* **Passage to read**:
════════════════

Table 1 shows the similarity between Mn-rich stains found in three churches of Vila Real. These black-blue stains are also characterized by the presence of iron because its chemical similarity with manganese.
In terms of elemental percentage, stained granite presents a manganese percentage 17.25 to 23.35 times higher than the unstained granite and the levels of iron are almost identical, resulting in Mn/Fe ratios of 0.08 ± 0.02 and 1.64 ± 0.57 for unstained and stained granite, respectively. Concerning to colorimetric characterization, the lightness measured for these stains was between 21.16 ± 1.39 and 24.04 ± 1.39 which agrees with the visual evaluation that revealed an apparent brightness (common in biofilms). The parameters a* and b* presented values between 3.36 ± 0.34 and 3.59 ± 0.74 for a* component and between 3.07 ± 0.37 and 4.15 ± 1.98. These low positive values for a* and b* components result in a dark grey colour similar to what is visible with naked eye observation and with the RBG data from photography analysis. Also, very small differences between the churches case studies were detected for all components which is in accordance with our idea that the studied stains are similar in colour and a similar removal approach can be applied.
Were performed analytical techniques at Sta. Marinha, St. Tiago and N.S. Guadalupe churches to unveil the chemical composition of these type of stains on granite. Black-blue stains were analysed by FTIR (Additional file 1: Fig. SI2) and is observed the presence of symmetric and asymmetric stretching vibrations of νCH3 and νCH2 between 2920 and 2850 cm−1, and the stretching vibration of νOH at 3433 ± 5 cm−1. The bands at 2360, 2337 and 1385 cm−1 are due to the absorption of atmospheric CO2. The range of bands between 1100 and 670 cm−1 may be ascribed to silicate vibrations (e.g. quartz, typically present on granite). The assignments between 528 and 420 cm−1 suggest the presence of Mn oxides, equivalent to Mn oxide coatings found on Lascaux cave (520, 470 and 420 cm−1)  and Paranhos spring water tunnel (529, 468 and 425 cm−1) .

════════════════

* **Set of tasks**:
**1)** In the passage on black-blue stains on granite, duplicate the wording from "Table 1 shows" to "similarity with manganese.".
**2)** Condense the paragraph of the passage on black-blue stains on granite that begins "In terms of elemental percentage" into a brief list that keeps its main facts.

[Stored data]

════════════════

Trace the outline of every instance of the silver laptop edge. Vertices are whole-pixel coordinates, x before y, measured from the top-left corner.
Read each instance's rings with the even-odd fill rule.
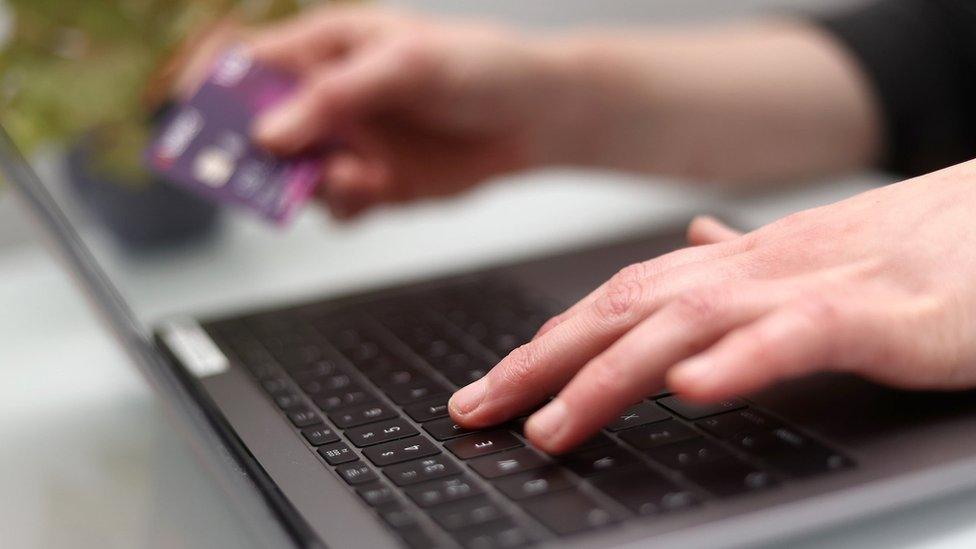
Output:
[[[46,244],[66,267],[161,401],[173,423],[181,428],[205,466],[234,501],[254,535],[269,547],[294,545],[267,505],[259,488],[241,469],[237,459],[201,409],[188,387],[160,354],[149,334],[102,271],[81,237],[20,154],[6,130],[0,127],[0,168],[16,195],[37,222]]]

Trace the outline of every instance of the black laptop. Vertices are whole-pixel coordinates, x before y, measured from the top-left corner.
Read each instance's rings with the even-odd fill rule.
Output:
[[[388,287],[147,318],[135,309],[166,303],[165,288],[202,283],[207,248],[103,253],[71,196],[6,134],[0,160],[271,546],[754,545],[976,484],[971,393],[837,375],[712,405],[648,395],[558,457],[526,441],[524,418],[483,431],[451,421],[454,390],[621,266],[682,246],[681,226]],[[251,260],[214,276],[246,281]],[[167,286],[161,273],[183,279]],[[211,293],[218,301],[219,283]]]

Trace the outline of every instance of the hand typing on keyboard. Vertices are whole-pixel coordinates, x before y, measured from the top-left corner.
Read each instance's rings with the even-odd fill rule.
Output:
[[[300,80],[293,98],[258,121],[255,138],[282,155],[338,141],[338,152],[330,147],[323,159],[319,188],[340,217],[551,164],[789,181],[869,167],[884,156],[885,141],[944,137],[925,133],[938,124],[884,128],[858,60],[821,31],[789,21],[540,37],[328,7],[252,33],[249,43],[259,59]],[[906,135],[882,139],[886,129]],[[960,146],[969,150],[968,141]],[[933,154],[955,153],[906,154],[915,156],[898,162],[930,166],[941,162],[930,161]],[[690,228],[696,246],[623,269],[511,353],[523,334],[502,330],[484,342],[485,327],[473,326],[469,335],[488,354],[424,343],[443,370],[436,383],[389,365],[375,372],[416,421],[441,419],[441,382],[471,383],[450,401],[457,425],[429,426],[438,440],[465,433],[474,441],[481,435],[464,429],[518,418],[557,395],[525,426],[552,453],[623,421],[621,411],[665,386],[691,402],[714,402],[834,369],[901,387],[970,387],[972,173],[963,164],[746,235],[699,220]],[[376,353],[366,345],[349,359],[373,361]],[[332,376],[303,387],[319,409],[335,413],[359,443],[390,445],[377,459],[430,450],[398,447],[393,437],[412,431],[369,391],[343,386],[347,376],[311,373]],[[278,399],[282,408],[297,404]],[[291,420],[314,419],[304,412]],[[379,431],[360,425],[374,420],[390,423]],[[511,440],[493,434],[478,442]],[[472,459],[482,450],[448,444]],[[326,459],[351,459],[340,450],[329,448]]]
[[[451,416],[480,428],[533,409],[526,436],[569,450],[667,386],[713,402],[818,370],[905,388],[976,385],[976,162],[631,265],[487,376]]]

════════════════

* **Responses in order**:
**1)**
Table 1 shows the similarity between Mn-rich stains found in three churches of Vila Real. These black-blue stains are also characterized by the presence of iron because its chemical similarity with manganese.

**2)**
- Stained granite has 17.25 to 23.35 times more manganese than unstained granite, while iron levels are almost identical.
- The Mn/Fe ratios are 0.08 ± 0.02 for unstained granite and 1.64 ± 0.57 for stained granite.
- The lightness of the stains ranges from 21.16 ± 1.39 to 24.04 ± 1.39. This agrees with the apparent brightness seen on visual evaluation, which is common in biofilms.
- The a* values range from 3.36 ± 0.34 to 3.59 ± 0.74, and the b* values range from 3.07 ± 0.37 to 4.15 ± 1.98.
- These low positive values produce a dark grey color. This matches naked-eye observation and the photographic analysis.
- The churches differ very little in all components. This supports the view that the stains are similar in color and that a similar removal approach can be applied.